### Exercise objective
Make an exact copy of all the data.

### Collected data

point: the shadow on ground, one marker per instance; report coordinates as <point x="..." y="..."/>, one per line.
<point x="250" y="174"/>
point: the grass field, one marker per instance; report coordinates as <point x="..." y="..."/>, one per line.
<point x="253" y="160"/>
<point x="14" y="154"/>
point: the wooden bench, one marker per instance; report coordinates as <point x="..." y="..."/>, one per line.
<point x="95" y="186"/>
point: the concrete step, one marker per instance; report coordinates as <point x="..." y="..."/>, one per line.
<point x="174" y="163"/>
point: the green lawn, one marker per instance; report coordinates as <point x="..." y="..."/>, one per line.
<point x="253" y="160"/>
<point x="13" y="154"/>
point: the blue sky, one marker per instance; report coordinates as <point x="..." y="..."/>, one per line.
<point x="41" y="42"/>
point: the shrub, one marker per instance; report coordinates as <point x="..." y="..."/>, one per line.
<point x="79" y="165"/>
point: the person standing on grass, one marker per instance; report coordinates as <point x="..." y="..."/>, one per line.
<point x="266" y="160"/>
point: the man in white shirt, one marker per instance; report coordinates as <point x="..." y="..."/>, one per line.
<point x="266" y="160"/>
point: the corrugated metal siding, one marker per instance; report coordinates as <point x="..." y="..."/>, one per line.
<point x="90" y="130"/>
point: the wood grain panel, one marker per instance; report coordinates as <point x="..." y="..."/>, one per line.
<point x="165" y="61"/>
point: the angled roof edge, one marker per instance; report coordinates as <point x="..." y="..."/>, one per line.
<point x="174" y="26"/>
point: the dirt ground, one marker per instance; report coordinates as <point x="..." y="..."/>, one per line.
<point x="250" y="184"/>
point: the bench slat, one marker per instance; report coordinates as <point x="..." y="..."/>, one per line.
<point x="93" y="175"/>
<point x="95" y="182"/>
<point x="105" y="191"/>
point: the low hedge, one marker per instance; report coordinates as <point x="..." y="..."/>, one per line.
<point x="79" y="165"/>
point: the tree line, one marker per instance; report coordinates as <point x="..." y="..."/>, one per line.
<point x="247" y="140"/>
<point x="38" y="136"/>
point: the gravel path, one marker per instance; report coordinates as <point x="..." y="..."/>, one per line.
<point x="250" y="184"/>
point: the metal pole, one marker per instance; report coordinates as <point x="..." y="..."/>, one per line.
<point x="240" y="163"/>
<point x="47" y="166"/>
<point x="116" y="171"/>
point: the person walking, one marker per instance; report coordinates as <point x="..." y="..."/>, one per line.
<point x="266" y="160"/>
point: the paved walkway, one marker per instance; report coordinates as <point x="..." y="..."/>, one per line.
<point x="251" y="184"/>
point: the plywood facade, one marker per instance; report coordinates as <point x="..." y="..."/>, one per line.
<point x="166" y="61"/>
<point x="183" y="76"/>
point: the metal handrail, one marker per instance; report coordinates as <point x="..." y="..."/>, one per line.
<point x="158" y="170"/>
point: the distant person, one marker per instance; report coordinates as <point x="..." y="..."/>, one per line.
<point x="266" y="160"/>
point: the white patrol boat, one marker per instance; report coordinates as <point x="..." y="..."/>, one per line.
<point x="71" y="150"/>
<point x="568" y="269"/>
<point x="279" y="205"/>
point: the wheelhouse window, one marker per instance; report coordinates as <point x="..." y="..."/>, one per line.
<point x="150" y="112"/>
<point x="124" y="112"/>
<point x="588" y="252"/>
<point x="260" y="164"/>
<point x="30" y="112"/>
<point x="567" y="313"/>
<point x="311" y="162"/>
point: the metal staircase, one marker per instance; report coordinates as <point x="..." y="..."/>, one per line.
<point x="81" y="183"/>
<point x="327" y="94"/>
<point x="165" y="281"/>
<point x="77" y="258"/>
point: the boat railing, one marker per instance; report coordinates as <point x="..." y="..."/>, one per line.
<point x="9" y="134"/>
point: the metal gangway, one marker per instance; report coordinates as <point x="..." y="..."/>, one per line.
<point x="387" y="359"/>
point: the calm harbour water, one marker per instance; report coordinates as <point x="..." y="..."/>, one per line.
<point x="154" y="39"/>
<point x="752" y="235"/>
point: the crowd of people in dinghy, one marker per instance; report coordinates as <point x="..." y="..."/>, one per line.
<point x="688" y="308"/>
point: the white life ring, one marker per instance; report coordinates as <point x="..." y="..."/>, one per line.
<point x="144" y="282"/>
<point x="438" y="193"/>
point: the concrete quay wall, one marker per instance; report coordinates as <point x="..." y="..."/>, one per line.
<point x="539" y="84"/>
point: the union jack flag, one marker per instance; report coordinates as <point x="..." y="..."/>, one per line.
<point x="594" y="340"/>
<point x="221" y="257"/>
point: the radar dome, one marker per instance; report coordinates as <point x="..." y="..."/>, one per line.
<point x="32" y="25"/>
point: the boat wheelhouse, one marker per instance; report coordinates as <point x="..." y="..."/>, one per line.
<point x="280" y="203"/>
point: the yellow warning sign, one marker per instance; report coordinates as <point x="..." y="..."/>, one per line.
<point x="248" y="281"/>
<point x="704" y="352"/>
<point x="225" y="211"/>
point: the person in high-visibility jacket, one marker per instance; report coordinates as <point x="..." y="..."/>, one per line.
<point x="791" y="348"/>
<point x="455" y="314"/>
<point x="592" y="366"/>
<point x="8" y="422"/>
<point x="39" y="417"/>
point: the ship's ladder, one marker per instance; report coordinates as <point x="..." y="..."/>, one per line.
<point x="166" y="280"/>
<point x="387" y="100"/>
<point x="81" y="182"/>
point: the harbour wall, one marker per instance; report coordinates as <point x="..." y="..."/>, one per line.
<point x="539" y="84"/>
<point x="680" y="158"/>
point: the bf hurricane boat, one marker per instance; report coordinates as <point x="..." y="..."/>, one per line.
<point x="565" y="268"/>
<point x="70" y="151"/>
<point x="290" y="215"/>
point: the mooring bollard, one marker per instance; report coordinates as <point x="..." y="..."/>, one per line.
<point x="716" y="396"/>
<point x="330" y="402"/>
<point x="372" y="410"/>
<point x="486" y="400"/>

### Response to this exercise
point: the shadow on ground, one marker per instance; report coordinates as <point x="..." y="..."/>, one per line.
<point x="250" y="174"/>
point: the grass field, one marker per instance; report coordinates as <point x="..." y="..."/>, one per line.
<point x="253" y="160"/>
<point x="14" y="154"/>
point: the wooden bench, one marker per instance; report coordinates as <point x="..." y="..."/>, one per line.
<point x="95" y="186"/>
point: the concrete step, one marker per instance; report coordinates as <point x="..." y="..."/>, one per line.
<point x="174" y="163"/>
point: the green lawn, one marker per instance; report coordinates as <point x="..." y="..."/>, one per line.
<point x="253" y="160"/>
<point x="13" y="154"/>
point: the blue sky, one marker per instance; report coordinates as <point x="..." y="..."/>, one per line.
<point x="41" y="42"/>
point: the shrub, one marker per instance; report coordinates as <point x="..." y="..."/>, one per line.
<point x="79" y="165"/>
point: the person standing on grass, one marker per instance; report coordinates as <point x="..." y="..."/>, one per line.
<point x="266" y="160"/>
point: the man in white shirt, one marker per instance; report coordinates as <point x="..." y="..."/>, one per line.
<point x="266" y="160"/>
point: the corrugated metal siding, one marker per instance; report coordinates as <point x="..." y="..."/>, one per line.
<point x="90" y="130"/>
point: the wood grain panel, one marker per instance; report coordinates as <point x="..." y="..."/>, one per line.
<point x="165" y="61"/>
point: the angled roof edge, one marker per instance; report coordinates as <point x="..." y="..."/>, one per line.
<point x="174" y="26"/>
point: the dirt ground, one marker per instance; report coordinates as <point x="..." y="..."/>, one per line.
<point x="250" y="184"/>
point: the bench slat, one marker per instance; report coordinates as <point x="..." y="..."/>, one per line.
<point x="93" y="175"/>
<point x="95" y="182"/>
<point x="105" y="191"/>
point: the low hedge, one marker per instance; report coordinates as <point x="..." y="..."/>, one per line.
<point x="79" y="165"/>
point: the tree line, one marker per instance; report coordinates as <point x="..." y="..."/>, one per line.
<point x="247" y="140"/>
<point x="38" y="136"/>
point: the gravel path, one marker per instance; report coordinates as <point x="..." y="..."/>, one per line.
<point x="250" y="184"/>
point: the metal pole, one marker per instance; report coordinates as <point x="..." y="..."/>, one per line.
<point x="240" y="163"/>
<point x="47" y="166"/>
<point x="116" y="171"/>
point: the person walking, one marker per instance; report coordinates as <point x="..." y="..."/>, one per line.
<point x="266" y="160"/>
point: the paved walkway, one marker per instance; report coordinates as <point x="..." y="..."/>, one per line.
<point x="251" y="184"/>
point: the plywood facade, one marker per instance; report coordinates as <point x="..." y="..."/>, one per line.
<point x="166" y="61"/>
<point x="183" y="76"/>
point: the metal handrail, one marker per instance; report coordinates as <point x="..." y="..."/>, one per line.
<point x="158" y="170"/>
point: the distant person, one marker per instance; report coordinates as <point x="..." y="..."/>, one per line.
<point x="266" y="160"/>
point: the white patrol boat, one marker per instance; report coordinates as <point x="..." y="..."/>, one per line.
<point x="71" y="150"/>
<point x="568" y="269"/>
<point x="279" y="205"/>
point: the wheelhouse window, one marker per instance; report coordinates as <point x="..." y="..."/>, one per line.
<point x="150" y="112"/>
<point x="124" y="112"/>
<point x="588" y="252"/>
<point x="260" y="164"/>
<point x="30" y="112"/>
<point x="567" y="313"/>
<point x="311" y="162"/>
point: the metal staircase, one marker per instance; report coordinates as <point x="..." y="..."/>, one per line.
<point x="81" y="183"/>
<point x="327" y="94"/>
<point x="165" y="281"/>
<point x="77" y="258"/>
point: the boat railing, one marker per instance; report coordinates as <point x="..." y="..."/>, one per line.
<point x="9" y="134"/>
point: the metal gangway, one marker per instance; report coordinates as <point x="..." y="..."/>, one per line.
<point x="387" y="359"/>
point: the calm harbour water, one marker per instance; report coordinates as <point x="..." y="..."/>, one per line.
<point x="154" y="39"/>
<point x="752" y="235"/>
point: the crowd of people in dinghy, one marker per instance; report coordinates as <point x="..." y="..."/>, one per line.
<point x="688" y="308"/>
point: the white life ring, one marker per instance; report coordinates as <point x="..." y="..."/>, one per line.
<point x="144" y="282"/>
<point x="438" y="193"/>
point: the concrete quay wall, one marker per instance; report coordinates as <point x="..." y="..."/>, one per line.
<point x="539" y="84"/>
point: the union jack flag, one marker per instance; report coordinates as <point x="..." y="..."/>, one per line.
<point x="594" y="340"/>
<point x="221" y="257"/>
point: the radar dome, one marker per instance; report coordinates as <point x="..." y="..."/>, one per line.
<point x="32" y="25"/>
point: the boat wheelhouse, one marker per instance; report coordinates as <point x="..." y="..."/>, one per line.
<point x="280" y="203"/>
point: the yellow warning sign, one marker per instance; report coordinates as <point x="..." y="..."/>, one per line.
<point x="248" y="281"/>
<point x="704" y="352"/>
<point x="225" y="211"/>
point: the person in high-visibility jacket, one marker per instance; report coordinates as <point x="..." y="..."/>, one per line.
<point x="791" y="348"/>
<point x="455" y="314"/>
<point x="592" y="366"/>
<point x="8" y="422"/>
<point x="39" y="417"/>
point: the ship's ladder, one marker per instance; report coordinates as <point x="..." y="..."/>, one per line.
<point x="166" y="280"/>
<point x="387" y="100"/>
<point x="81" y="182"/>
point: the harbour wall, one marker per instance; report coordinates as <point x="..." y="..."/>, one per line.
<point x="539" y="84"/>
<point x="680" y="158"/>
point: the bf hurricane boat, one marker per instance; report coordinates as <point x="..." y="..."/>, one per line.
<point x="565" y="268"/>
<point x="70" y="151"/>
<point x="290" y="215"/>
point: the mooring bollard, one marker per instance; report coordinates as <point x="..." y="..."/>, one per line.
<point x="716" y="396"/>
<point x="330" y="402"/>
<point x="372" y="410"/>
<point x="486" y="400"/>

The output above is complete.